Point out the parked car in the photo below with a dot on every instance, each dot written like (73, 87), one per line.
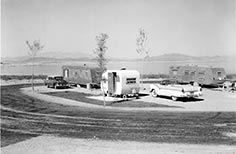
(175, 91)
(56, 82)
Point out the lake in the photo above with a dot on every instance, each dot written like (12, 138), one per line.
(154, 67)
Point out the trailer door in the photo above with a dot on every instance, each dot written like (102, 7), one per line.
(111, 82)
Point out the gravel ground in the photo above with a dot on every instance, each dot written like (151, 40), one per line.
(55, 145)
(76, 127)
(212, 100)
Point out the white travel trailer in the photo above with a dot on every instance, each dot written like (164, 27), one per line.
(121, 83)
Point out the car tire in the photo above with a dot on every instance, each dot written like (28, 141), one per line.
(154, 93)
(174, 98)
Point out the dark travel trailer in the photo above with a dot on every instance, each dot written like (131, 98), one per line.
(82, 75)
(212, 76)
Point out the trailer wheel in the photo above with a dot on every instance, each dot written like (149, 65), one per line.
(173, 98)
(154, 93)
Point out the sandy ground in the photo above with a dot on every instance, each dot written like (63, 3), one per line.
(212, 100)
(14, 82)
(56, 145)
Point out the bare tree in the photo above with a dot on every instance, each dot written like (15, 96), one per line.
(35, 47)
(142, 50)
(101, 50)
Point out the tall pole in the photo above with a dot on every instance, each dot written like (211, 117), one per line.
(103, 95)
(32, 79)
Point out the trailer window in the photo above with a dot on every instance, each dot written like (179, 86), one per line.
(130, 80)
(117, 78)
(186, 72)
(192, 73)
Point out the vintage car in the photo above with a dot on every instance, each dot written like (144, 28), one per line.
(56, 82)
(174, 90)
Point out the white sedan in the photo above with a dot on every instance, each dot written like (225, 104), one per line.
(175, 91)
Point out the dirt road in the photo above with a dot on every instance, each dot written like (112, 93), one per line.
(24, 117)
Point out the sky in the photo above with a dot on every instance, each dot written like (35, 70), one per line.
(192, 27)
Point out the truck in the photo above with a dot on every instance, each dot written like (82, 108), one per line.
(175, 91)
(121, 83)
(55, 82)
(211, 76)
(82, 75)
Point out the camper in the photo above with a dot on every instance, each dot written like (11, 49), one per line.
(121, 83)
(212, 76)
(82, 75)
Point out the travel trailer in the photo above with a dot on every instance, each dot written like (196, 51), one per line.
(202, 75)
(121, 82)
(82, 75)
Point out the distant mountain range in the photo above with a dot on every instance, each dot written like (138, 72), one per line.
(58, 57)
(182, 57)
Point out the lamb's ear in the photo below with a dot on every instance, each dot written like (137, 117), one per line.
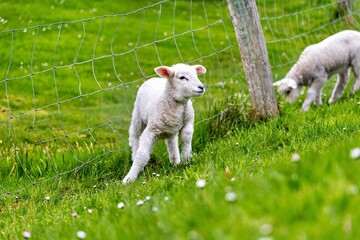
(164, 71)
(291, 83)
(200, 69)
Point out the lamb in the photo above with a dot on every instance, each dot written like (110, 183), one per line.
(162, 110)
(317, 63)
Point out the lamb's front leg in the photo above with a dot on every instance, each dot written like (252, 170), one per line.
(341, 82)
(186, 137)
(173, 149)
(356, 86)
(313, 93)
(146, 143)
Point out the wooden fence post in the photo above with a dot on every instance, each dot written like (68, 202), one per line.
(254, 55)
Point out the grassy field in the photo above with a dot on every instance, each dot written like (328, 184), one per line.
(69, 71)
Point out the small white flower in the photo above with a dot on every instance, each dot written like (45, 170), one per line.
(295, 157)
(201, 183)
(230, 197)
(355, 153)
(121, 205)
(26, 234)
(81, 234)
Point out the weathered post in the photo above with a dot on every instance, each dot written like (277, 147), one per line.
(254, 55)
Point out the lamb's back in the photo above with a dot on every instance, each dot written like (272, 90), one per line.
(148, 98)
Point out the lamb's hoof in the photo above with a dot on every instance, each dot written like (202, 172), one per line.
(128, 179)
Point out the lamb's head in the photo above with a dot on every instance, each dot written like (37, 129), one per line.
(289, 88)
(183, 79)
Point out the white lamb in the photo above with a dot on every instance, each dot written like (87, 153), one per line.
(318, 62)
(162, 109)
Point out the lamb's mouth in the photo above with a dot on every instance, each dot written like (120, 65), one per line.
(199, 92)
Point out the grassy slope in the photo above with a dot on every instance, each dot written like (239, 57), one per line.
(315, 198)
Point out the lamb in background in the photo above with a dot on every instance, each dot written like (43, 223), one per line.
(318, 62)
(162, 109)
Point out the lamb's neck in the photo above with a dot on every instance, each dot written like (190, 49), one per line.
(173, 97)
(296, 74)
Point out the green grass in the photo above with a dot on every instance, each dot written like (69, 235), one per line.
(63, 130)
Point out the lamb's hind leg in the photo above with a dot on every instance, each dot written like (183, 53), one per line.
(173, 149)
(313, 93)
(142, 157)
(135, 130)
(341, 82)
(356, 86)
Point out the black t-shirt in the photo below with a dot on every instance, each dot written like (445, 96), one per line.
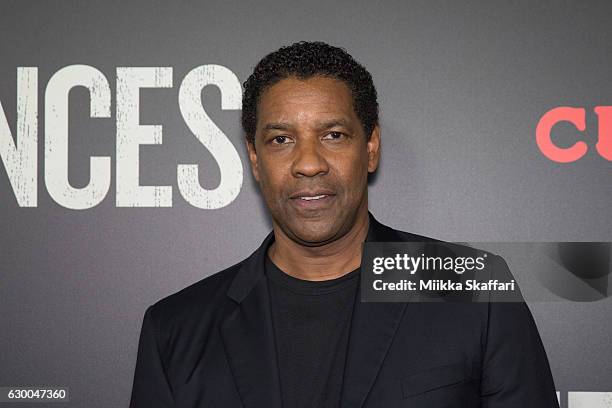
(311, 325)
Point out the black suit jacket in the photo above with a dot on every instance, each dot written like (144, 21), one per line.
(212, 345)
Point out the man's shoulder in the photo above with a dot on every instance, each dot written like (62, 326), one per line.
(201, 298)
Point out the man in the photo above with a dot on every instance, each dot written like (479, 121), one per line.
(285, 327)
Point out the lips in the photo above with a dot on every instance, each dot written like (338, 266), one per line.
(309, 195)
(313, 200)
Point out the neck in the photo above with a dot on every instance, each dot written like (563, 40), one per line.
(324, 262)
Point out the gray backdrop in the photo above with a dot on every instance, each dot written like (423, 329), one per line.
(462, 86)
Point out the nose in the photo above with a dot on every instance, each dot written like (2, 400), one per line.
(309, 159)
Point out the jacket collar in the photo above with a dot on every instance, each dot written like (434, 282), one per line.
(248, 334)
(252, 268)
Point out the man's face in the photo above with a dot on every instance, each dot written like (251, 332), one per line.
(311, 158)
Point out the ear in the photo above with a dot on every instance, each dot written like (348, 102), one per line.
(374, 149)
(253, 159)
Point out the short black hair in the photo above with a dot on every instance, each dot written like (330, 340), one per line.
(304, 60)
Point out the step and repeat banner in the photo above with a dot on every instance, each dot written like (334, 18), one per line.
(124, 174)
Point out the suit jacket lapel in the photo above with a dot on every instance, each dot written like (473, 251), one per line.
(248, 335)
(373, 327)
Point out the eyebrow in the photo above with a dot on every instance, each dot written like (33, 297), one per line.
(321, 125)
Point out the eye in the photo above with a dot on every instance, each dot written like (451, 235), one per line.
(280, 139)
(334, 136)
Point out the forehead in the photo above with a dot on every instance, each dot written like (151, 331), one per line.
(309, 100)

| Your objective |
Return to the listing above and set it down exactly, leaving out its pictures.

| Answer to the exercise |
Point out the parked car in the photo below with a dot on every instance, each dot written like (73, 87), one per line.
(175, 91)
(56, 82)
Point out the lake in the photo above with a dot on every instance, each dot written like (12, 138), one per line.
(154, 67)
Point out the trailer door in the photo above with a dot on every instance, each dot written like (102, 7), one per line.
(111, 82)
Point out the gravel ground in the photo above with a dot on every instance, each dot written like (151, 40), one per line.
(55, 145)
(76, 127)
(212, 100)
Point out the white travel trailer in the photo above with a dot on every instance, each dot written like (164, 27), one per line.
(121, 83)
Point out the car tire in the photo above with a dot on every instance, each dot written like (28, 141), one per line.
(154, 93)
(174, 98)
Point out the dark travel trailer in the photo above with a dot on every instance, each dot written like (131, 98), one per line.
(82, 75)
(212, 76)
Point out the trailer wheel in the photo above with a dot on every instance, each dot written like (149, 65), one per line.
(173, 98)
(154, 93)
Point out the sandy ground in the photo above with a dot on every instance, each dot written like (63, 3), one per line.
(212, 100)
(14, 82)
(56, 145)
Point out the bare tree in the photo above with a dot on every instance, each dot written like (15, 96), one per line.
(35, 47)
(142, 50)
(101, 50)
Point out the tall pole in the photo above with a dot on every instance, each dot written like (211, 117), one per line.
(103, 95)
(32, 79)
Point out the trailer window in the photo above with a dot on every instance, each dot written like (179, 86), one per line.
(130, 80)
(117, 78)
(186, 72)
(192, 73)
Point out the vintage car in the photo above with a dot on every instance, each dot written like (144, 28), one per line.
(56, 82)
(174, 90)
Point out the white sedan in the photo above with a dot on every instance, each dot written like (225, 104), one per line.
(175, 91)
Point out the dirt road in the photo above with a dot on every instance, each dot written like (112, 93), one per line.
(24, 117)
Point out the sky in the photo above with a dot on every instance, each dot written like (35, 70), one per line.
(192, 27)
Point out the truck in the photo above with a dot on every instance, each dot written like (82, 108), one per line.
(175, 91)
(121, 83)
(55, 82)
(211, 76)
(82, 75)
Point out the camper in the photo above with a dot on every instance, each dot written like (11, 49), one per line.
(121, 83)
(212, 76)
(82, 75)
Point out the travel trailer in the photo above with a dot on every instance, each dot written like (196, 51), one per line.
(202, 75)
(121, 82)
(82, 75)
Point out the distant mountain range in the photo above with a dot on every instance, each dot written like (138, 72), one per line.
(58, 57)
(182, 57)
Point out the lamb's ear in the photo below with a dot on every instance, each dot written like (137, 117), one per line.
(164, 71)
(291, 83)
(200, 69)
Point out the lamb in the photo above with a dot on every instance, each dot written like (110, 183), one per line.
(162, 110)
(317, 63)
Point out the lamb's front leg in the photo above with a dot on every instance, each dot written like (252, 170), one per line.
(341, 82)
(186, 137)
(173, 149)
(356, 86)
(313, 93)
(146, 143)
Point out the wooden fence post in the photo above with a dot on every instance, each dot written like (68, 202), one per line.
(254, 55)
Point out the grassy field in the photo above with a dot on every instance, each dot written like (328, 184), one per line.
(69, 71)
Point out the small white flower in the photo above with a dot on every instance, each dot written like (45, 170), one per line.
(295, 157)
(201, 183)
(230, 197)
(355, 153)
(121, 205)
(26, 234)
(81, 234)
Point out the weathered post in the photo above with a dot on every instance, each dot written like (277, 147), one per line.
(254, 55)
Point out the lamb's back in the photo above with a dot on every instance, each dot written like (272, 90), one per line.
(148, 98)
Point out the lamb's hoof in the photo above with a dot on every instance, each dot written like (202, 172), one per line.
(128, 179)
Point out the lamb's head in the photo above with a dot on every instance, each dot written like (37, 129), one per line.
(289, 88)
(183, 79)
Point out the white lamb in the photo above with a dot on every instance, each dot written like (87, 153), one per line.
(318, 62)
(162, 109)
Point out the lamb's mouth in the photo above with a dot on every instance, each dot written like (120, 65), one per line.
(199, 92)
Point out the grassy slope in the photo above with a dot on every instance, each dot written like (239, 57), one per line.
(315, 198)
Point out the lamb in background in the photo above with a dot on every instance, each dot written like (43, 223), one per line.
(318, 62)
(162, 109)
Point out the lamb's neck in the photo above with a dot on every instance, each dot written like (190, 49), one per line.
(173, 97)
(296, 74)
Point out the green grass in the photo above with a dot on every instance, each dot written like (69, 235), one per line.
(63, 130)
Point out the lamb's hind leg in the photo above with a dot on every instance, each dot written like (183, 53), one per line.
(173, 149)
(313, 93)
(142, 157)
(135, 130)
(341, 82)
(356, 86)
Point out the black t-shirt in the photo below with a dot on every instance, each dot written like (445, 96), one per line.
(311, 325)
Point out the black suit jacket in the photo above with a dot on every instance, each dot written like (144, 21), one per line.
(212, 345)
Point out the man's shoulder in the photo above with a dot on every instance, each dot written like (62, 326), one per line.
(201, 298)
Point out the man in the photo above with a dot on every instance, each dot written like (479, 121), one per line.
(285, 327)
Point out the lips in the photo above with a dot on every instance, each dot written like (338, 266), one per line.
(309, 195)
(313, 200)
Point out the neck in the photo above with a dot on every instance, each dot written like (563, 40), one per line.
(324, 262)
Point out the gray backdrop in the photo above with a dot on every instance, each dot written like (423, 329), one per line.
(462, 86)
Point out the nose in the photo above with a dot on every instance, each dot written like (2, 400), one per line.
(309, 159)
Point out the jacket collar in the photo above with a dot on every instance, each dot written like (434, 282), one per line.
(248, 334)
(252, 268)
Point out the man's face in the photo above with a dot on every instance, each dot written like (251, 332), one per line.
(311, 158)
Point out the ear in the photo above with a dot on every instance, each dot written like (348, 102), one per line.
(374, 149)
(253, 159)
Point out the short black hair in the photo above with a dot on every instance, each dot written like (330, 340), one per line.
(304, 60)
Point out the step and repeat banner in the photo above with a dot on every instance, each dot written like (334, 18), one per line.
(124, 174)
Point out the suit jacket lapel in the photo above with a dot on every instance, each dot written like (473, 251), one per line.
(248, 335)
(373, 327)
Point out the eyebrow in the photo above with a dot on every instance, each dot written like (33, 297), one per line.
(321, 125)
Point out the eye in the photo above with a dot on every instance, each dot written like (451, 235), one per line.
(280, 139)
(334, 136)
Point out the forehead in the photo above with a dot on every instance, each dot written like (151, 331), one per line.
(309, 100)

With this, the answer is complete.